[Referring expression pointing data]
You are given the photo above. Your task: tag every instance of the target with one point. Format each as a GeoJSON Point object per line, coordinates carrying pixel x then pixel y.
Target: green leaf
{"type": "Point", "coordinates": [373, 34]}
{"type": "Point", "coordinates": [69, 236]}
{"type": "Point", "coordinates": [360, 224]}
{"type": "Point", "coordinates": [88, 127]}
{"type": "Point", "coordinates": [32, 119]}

Exercise aim: Print out all of the records above, word for word.

Exercise response:
You are given the photo above. Your task: tag every instance of the target with one point. Format each as a GeoJSON Point object per line, coordinates carrying pixel x then pixel y.
Target: green leaf
{"type": "Point", "coordinates": [373, 34]}
{"type": "Point", "coordinates": [69, 236]}
{"type": "Point", "coordinates": [360, 224]}
{"type": "Point", "coordinates": [88, 127]}
{"type": "Point", "coordinates": [32, 119]}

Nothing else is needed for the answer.